[START Exercise data]
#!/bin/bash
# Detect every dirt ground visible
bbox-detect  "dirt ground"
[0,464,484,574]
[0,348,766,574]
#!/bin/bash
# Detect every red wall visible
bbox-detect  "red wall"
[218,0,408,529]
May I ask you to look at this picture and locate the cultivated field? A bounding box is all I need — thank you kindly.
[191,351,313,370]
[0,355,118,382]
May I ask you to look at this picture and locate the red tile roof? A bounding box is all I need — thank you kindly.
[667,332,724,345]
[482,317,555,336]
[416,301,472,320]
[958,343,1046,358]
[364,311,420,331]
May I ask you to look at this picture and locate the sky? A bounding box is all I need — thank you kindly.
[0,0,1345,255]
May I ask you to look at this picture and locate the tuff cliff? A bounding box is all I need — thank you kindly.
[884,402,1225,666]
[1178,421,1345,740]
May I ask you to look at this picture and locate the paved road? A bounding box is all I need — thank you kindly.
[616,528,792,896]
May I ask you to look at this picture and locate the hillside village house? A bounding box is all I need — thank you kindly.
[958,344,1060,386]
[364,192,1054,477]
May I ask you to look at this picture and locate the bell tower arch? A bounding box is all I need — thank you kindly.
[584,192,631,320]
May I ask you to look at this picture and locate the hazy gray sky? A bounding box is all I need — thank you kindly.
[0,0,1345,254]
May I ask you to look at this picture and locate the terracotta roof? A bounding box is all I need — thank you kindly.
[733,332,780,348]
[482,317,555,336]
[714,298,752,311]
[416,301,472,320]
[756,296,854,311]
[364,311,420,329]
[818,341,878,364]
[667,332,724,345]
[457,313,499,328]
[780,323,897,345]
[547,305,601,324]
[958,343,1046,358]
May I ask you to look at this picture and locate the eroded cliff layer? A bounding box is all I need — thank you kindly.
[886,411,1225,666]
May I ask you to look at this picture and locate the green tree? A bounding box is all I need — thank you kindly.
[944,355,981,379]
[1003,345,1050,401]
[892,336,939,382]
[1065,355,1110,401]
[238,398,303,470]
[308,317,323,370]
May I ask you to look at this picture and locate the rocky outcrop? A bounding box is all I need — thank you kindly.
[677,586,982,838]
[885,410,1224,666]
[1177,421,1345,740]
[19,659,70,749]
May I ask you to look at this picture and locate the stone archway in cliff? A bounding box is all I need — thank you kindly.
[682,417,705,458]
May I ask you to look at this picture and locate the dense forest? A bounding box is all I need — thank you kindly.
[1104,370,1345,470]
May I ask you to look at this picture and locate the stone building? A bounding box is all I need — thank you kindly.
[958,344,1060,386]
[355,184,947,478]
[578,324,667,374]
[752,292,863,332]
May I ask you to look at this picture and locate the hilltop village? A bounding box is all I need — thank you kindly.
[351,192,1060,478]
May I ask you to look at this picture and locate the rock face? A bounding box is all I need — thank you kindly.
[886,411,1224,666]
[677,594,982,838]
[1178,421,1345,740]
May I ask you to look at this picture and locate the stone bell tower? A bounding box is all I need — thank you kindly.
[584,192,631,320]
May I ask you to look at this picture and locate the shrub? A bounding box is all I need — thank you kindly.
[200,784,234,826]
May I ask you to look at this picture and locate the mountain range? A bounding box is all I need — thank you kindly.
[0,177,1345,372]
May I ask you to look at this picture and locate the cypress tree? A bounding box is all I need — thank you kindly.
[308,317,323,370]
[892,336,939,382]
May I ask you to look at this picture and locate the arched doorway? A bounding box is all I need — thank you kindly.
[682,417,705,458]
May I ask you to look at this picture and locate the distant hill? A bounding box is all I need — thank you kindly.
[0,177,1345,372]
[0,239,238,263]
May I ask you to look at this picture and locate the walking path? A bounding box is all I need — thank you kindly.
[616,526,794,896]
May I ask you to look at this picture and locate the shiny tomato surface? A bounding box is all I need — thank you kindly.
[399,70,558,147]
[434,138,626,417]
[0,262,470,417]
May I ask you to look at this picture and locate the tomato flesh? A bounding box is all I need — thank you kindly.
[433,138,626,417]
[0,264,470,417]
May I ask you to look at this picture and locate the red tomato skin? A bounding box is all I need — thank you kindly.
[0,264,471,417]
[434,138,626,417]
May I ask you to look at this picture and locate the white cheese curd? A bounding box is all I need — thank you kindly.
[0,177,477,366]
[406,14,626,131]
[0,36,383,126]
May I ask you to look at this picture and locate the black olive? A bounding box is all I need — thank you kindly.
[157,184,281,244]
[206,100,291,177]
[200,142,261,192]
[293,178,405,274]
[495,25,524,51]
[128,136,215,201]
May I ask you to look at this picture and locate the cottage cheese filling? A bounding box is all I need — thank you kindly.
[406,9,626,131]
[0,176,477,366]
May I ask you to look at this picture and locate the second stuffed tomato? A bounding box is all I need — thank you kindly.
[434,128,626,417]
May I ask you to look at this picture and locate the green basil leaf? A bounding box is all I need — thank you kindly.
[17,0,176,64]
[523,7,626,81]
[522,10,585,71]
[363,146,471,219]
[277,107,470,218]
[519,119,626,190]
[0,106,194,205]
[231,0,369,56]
[END Exercise data]
*Exercise details:*
Starting with the line with "locate the white" and going on through the line with "[128,136,215,201]", rewrite that stretch of the listing with "black olive" changed to "green olive" and everything else left as it is.

*Answer to this problem:*
May I ask you to look at this picture and locate the white cheese curd? A bounding box is all I need — thank you kindly.
[0,177,477,366]
[406,14,626,131]
[0,36,383,126]
May I ask you to look at this picture and locate the green olive? A bounding box is all I need — thank you kindly.
[157,184,281,244]
[206,100,291,177]
[200,142,261,192]
[293,178,405,274]
[495,25,524,51]
[128,136,215,201]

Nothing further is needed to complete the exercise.